WHAT IS BEING ASKED:
Print each of the lines below unchanged, from first to last.

── DATA SUPPLIED

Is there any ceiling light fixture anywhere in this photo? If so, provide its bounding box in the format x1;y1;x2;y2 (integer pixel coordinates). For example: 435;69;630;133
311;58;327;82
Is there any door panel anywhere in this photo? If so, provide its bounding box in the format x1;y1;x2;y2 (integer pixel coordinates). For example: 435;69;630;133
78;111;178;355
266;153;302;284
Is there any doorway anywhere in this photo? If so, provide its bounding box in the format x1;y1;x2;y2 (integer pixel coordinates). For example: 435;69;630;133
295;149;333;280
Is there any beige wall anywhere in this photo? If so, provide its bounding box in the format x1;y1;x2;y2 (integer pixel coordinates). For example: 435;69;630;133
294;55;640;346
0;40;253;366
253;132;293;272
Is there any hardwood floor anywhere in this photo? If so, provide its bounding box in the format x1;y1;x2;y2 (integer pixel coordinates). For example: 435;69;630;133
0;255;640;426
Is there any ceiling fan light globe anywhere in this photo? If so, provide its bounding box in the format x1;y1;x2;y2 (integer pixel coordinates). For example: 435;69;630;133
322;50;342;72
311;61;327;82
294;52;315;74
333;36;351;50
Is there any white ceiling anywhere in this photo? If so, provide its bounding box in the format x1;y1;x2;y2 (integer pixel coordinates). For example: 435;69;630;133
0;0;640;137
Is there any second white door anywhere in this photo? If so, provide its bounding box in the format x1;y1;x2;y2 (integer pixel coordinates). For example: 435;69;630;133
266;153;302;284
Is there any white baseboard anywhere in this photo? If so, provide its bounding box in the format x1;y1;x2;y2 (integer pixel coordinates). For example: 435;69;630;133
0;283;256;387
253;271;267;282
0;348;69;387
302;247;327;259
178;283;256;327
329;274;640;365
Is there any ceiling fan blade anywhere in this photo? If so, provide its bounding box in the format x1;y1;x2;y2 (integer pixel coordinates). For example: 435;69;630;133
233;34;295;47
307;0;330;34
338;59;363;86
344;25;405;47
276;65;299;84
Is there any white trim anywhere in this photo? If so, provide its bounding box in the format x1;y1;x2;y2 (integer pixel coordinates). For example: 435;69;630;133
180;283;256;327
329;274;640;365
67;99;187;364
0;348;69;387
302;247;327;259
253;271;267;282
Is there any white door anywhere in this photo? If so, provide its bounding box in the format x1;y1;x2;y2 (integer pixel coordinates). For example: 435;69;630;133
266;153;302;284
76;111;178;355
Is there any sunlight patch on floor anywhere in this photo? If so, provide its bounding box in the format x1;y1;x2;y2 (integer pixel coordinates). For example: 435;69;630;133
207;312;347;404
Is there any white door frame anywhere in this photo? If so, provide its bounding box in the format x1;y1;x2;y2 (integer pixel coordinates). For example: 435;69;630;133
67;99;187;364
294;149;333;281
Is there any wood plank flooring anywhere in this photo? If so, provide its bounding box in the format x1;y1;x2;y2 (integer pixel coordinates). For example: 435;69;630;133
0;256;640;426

────

EXPECTED ANSWER:
Is there any ceiling light fixture anywhere in this photo? If so, provide its bounding box in the format x1;y1;x2;y2 (integer pixel coordinates). For example: 435;69;630;133
311;58;327;82
Is there any door panel anywhere in this photo? If so, provide its bounding box in the format x1;y1;x2;y2 (integer pixel coordinates). For example: 435;69;630;133
78;111;178;355
266;153;302;284
Is there any doorway anywhere in this photo? If so, provide its bounding box in the format x1;y1;x2;y2 (integer pixel coordinates). For example: 435;69;630;133
295;149;333;280
Is there any beige wall anywhere in this photo? If so, provide its bounding box in the format x1;y1;x2;y2 (integer pixel coordinates). For example: 435;69;630;133
294;55;640;346
0;40;253;366
253;132;293;272
Is there any hardwood floor anywhere in this photo? If so, provide its bounding box in the format x1;y1;x2;y2 (integer pixel coordinates). For example: 435;69;630;133
0;255;640;426
Is there any ceiling fan light globe anywhere in this photo? If so, provide its bounding box in the format x1;y1;x2;y2 (integer pixel coordinates). For example: 435;69;630;133
322;50;342;72
311;61;327;82
294;52;315;74
333;36;351;50
Is there any white ceiling anywhere in this photo? If so, provide its bounding box in the format x1;y1;x2;y2 (integer pixel coordinates). For example: 435;69;630;133
0;0;640;137
Is there any second white door anywhere in this photo? If so, provide its bounding box in the format x1;y1;x2;y2 (integer pixel coordinates). For example: 435;69;630;133
266;153;302;284
Is there any white baseboard anywhere in this photo? If so, provide its bounding box in the format x1;y1;x2;y2 (integer pixel coordinates). For example: 435;69;630;133
0;283;256;387
253;271;267;282
0;348;69;387
302;247;327;259
178;283;256;327
329;274;640;365
Is there any ceiling fan blade anywhere in this photo? If so, provide its bounding box in the format x1;y1;x2;y2 (integer pixel coordinates). For example: 435;69;630;133
233;34;295;47
307;0;330;34
338;59;363;86
344;25;405;47
276;65;299;84
Is there any white trim anywhere in this photo? If so, provide its bounding box in the format x1;y1;x2;y2 (integer pixel coordinates). For example: 435;69;630;133
180;283;256;327
329;274;640;365
67;99;187;364
0;348;69;387
302;247;327;259
253;271;267;282
Is there any white door anywhere in this photo? If so, provide its bounding box in the format x1;y1;x2;y2 (integer pixel coordinates). For example: 435;69;630;133
266;153;302;284
76;111;178;355
Is there any sunlight patch on floor anywhere in this photo? If so, provide its bounding box in the format x1;y1;x2;y2 (integer pixel coordinates). For example: 435;69;630;133
207;312;347;404
Is there any white door frame anywhere in this photo? If so, provide its bounding box in the format x1;y1;x2;y2 (integer pixel coordinates). For example: 435;69;630;133
67;99;187;364
294;149;333;281
Is there any wood plank flooring anywhere in this photo? If so, provide its bounding box in the format x1;y1;x2;y2 (integer pixel coordinates). For example: 435;69;630;133
0;256;640;426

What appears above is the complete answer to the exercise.